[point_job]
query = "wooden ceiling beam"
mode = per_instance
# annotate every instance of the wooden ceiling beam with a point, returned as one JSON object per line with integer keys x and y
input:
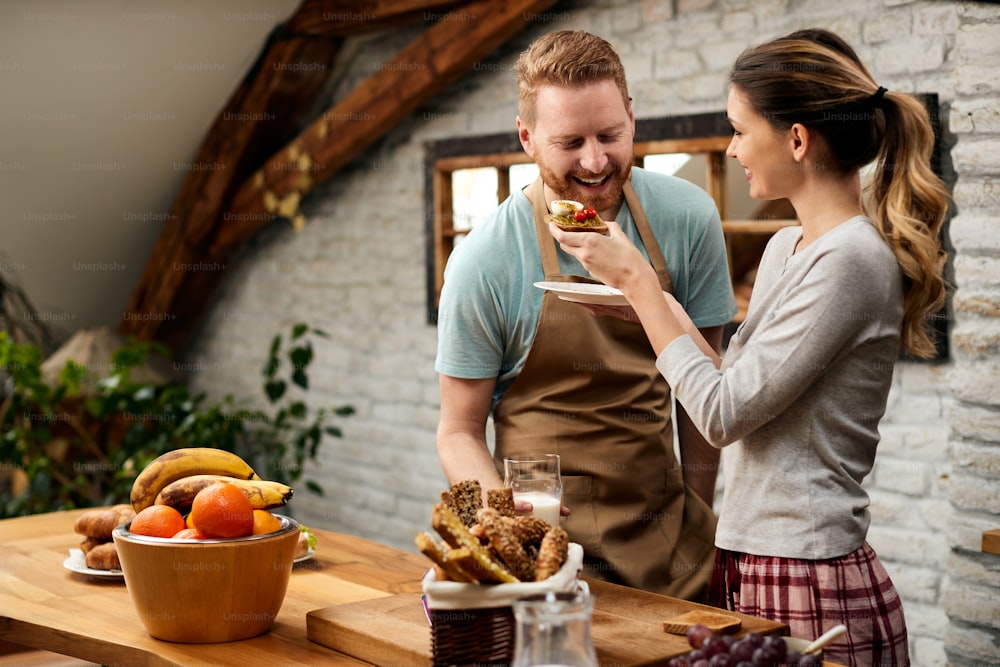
{"x": 351, "y": 17}
{"x": 218, "y": 210}
{"x": 441, "y": 54}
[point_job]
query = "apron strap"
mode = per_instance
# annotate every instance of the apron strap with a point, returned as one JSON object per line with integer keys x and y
{"x": 550, "y": 259}
{"x": 547, "y": 245}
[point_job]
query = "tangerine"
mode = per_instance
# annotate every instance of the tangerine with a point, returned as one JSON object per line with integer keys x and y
{"x": 189, "y": 534}
{"x": 157, "y": 521}
{"x": 264, "y": 522}
{"x": 222, "y": 510}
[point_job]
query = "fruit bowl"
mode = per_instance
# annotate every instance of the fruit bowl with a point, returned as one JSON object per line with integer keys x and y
{"x": 207, "y": 591}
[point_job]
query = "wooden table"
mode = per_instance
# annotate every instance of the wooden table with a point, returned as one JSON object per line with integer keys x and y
{"x": 45, "y": 606}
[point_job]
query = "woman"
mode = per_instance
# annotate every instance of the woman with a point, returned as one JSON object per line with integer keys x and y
{"x": 797, "y": 400}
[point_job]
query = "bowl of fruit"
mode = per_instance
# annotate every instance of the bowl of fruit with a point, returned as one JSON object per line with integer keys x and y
{"x": 204, "y": 559}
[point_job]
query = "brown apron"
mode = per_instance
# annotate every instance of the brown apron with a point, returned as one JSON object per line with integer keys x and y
{"x": 590, "y": 392}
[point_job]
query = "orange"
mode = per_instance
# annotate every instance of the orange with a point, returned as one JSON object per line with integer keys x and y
{"x": 189, "y": 534}
{"x": 157, "y": 521}
{"x": 264, "y": 522}
{"x": 222, "y": 510}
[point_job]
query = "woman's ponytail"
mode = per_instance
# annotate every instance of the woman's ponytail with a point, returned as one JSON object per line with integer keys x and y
{"x": 815, "y": 78}
{"x": 910, "y": 203}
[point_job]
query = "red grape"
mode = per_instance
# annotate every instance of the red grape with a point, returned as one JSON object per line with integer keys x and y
{"x": 697, "y": 634}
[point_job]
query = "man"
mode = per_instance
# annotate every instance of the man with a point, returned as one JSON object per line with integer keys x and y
{"x": 558, "y": 379}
== == ==
» WHAT YOU ARE ASKED TO DO
Count the lines in the rows above that contain the string "table", matching case exactly. Reply with the number alone.

» ANSWER TO THIS EXERCISE
2